» **What the task requires**
From the article on campus hazing below, list every sentence that attributes its content to Larry Bolles with "Bolles said" or "he said."
═════ Text for analysis ═════
Judicial Office looks into claims of campus hazing
February 16, 2004
Several students have come forward with claims of underground hazing incidents, NIU Judicial Director Larry Bolles said.
As a result, Bolles said the Judicial Office currently is investigating several campus organizations.
Bolles said he could not go into specific detail about the allegations because of privacy issues but said the activities the students described included physical and mental strain.
Although some students identify hazing as acts that cause injury or other harm, what actually qualifies as hazing is a lot closer to what some might consider normal activity, Bolles said.
Hazing is any act or activity by an organization or by one of its members that may put someone’s physical or mental health at risk, according to the NIU Student Code of Conduct.
The difference between hazing and underground hazing is that hazing involves a known program going on that gets carried away, such as at Greek rush time, Bolles said. With underground hazing, everything is planned from the very beginning, but members make sure that no one finds out about it, he said.
The only way the information about underground hazing gets out is when the student the hazing is happening to reports it, Bolles said.
═════ Records provided ═════
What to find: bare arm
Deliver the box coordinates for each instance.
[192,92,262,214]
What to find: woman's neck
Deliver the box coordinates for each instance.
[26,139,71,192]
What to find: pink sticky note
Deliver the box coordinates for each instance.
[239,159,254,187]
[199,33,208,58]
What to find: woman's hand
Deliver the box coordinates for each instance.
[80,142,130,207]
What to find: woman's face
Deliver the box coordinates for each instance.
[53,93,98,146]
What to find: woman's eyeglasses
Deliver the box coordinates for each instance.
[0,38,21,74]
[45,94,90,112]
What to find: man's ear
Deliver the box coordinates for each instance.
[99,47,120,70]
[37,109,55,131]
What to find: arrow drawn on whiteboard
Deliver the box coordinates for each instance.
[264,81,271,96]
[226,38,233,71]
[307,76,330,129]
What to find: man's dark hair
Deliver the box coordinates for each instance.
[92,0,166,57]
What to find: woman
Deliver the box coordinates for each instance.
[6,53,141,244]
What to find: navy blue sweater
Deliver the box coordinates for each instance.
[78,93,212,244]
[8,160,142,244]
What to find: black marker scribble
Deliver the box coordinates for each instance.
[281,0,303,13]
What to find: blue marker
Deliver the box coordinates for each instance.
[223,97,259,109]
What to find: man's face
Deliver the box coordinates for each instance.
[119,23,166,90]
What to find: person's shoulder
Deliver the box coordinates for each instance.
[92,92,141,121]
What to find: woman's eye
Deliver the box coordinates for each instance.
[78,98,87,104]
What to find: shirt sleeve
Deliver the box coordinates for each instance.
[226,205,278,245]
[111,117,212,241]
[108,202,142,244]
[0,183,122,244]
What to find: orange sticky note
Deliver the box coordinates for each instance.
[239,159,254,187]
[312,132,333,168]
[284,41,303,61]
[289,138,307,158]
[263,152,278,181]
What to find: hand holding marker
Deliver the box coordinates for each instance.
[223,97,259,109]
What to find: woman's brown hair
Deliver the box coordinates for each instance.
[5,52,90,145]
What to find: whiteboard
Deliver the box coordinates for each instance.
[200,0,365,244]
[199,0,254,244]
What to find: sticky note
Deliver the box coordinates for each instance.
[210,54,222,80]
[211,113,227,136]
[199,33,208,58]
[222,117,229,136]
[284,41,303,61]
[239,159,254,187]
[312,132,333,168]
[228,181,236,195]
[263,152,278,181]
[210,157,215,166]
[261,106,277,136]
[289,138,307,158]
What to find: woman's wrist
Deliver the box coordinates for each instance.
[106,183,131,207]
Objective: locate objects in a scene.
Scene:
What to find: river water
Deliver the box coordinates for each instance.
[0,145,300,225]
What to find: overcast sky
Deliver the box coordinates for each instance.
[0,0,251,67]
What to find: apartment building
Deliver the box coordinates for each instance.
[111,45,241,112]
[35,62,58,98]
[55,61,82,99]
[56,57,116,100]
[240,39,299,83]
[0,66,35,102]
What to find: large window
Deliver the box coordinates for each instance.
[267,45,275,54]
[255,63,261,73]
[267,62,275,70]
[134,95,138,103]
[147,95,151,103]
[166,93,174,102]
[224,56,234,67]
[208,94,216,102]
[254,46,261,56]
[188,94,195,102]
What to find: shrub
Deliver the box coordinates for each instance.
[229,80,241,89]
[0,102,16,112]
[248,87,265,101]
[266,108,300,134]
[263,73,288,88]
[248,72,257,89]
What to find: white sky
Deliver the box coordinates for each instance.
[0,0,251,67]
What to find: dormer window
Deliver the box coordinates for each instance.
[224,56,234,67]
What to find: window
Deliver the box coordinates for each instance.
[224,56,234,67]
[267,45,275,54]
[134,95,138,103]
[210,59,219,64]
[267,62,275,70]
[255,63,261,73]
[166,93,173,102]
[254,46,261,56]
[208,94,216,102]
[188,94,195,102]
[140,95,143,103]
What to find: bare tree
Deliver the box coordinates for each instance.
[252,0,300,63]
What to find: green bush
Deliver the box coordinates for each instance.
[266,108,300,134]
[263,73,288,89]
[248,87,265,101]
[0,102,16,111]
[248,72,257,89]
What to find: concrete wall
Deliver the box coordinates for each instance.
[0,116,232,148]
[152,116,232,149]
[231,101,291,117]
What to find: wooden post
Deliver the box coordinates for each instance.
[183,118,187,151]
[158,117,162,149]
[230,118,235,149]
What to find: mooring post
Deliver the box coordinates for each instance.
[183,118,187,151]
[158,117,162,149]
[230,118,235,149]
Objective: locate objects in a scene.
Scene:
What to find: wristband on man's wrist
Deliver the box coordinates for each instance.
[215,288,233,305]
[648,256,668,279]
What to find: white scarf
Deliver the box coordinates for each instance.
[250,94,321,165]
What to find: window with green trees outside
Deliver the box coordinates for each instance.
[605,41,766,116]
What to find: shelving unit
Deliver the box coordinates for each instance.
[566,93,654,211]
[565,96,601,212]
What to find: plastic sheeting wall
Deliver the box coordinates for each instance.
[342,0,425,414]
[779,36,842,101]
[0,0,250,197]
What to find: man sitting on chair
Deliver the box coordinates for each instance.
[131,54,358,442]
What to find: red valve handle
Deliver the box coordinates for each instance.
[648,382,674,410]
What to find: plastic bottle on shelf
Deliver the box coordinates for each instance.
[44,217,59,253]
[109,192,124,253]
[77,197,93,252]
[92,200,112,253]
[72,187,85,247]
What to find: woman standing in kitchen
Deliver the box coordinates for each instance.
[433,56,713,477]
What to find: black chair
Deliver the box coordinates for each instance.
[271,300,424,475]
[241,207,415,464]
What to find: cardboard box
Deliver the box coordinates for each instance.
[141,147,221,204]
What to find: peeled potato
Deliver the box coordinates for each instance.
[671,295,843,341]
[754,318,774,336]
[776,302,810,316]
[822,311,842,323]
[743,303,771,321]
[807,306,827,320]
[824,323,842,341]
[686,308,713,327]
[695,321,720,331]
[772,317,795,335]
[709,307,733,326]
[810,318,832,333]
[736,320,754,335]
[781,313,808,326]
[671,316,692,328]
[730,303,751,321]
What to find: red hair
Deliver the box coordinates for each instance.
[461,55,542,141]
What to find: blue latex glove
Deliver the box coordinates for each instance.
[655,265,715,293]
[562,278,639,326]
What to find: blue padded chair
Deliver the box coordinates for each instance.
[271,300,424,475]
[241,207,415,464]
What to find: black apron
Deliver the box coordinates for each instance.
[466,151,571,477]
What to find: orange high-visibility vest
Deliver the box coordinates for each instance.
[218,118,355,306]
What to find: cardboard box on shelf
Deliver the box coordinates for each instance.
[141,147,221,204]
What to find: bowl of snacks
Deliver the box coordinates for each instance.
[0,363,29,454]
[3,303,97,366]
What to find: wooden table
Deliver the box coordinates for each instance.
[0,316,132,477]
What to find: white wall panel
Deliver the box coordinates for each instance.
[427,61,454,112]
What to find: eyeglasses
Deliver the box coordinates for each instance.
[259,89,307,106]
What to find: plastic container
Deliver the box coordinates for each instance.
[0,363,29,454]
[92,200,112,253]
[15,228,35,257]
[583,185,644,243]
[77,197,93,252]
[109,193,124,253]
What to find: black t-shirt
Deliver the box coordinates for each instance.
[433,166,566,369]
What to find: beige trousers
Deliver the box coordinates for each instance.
═════
» **Task solution**
1. "Several students have come forward with claims of underground hazing incidents, NIU Judicial Director Larry Bolles said."
2. "As a result, Bolles said the Judicial Office currently is investigating several campus organizations."
3. "Bolles said he could not go into specific detail about the allegations because of privacy issues but said the activities the students described included physical and mental strain."
4. "Although some students identify hazing as acts that cause injury or other harm, what actually qualifies as hazing is a lot closer to what some might consider normal activity, Bolles said."
5. "The difference between hazing and underground hazing is that hazing involves a known program going on that gets carried away, such as at Greek rush time, Bolles said."
6. "With underground hazing, everything is planned from the very beginning, but members make sure that no one finds out about it, he said."
7. "The only way the information about underground hazing gets out is when the student the hazing is happening to reports it, Bolles said."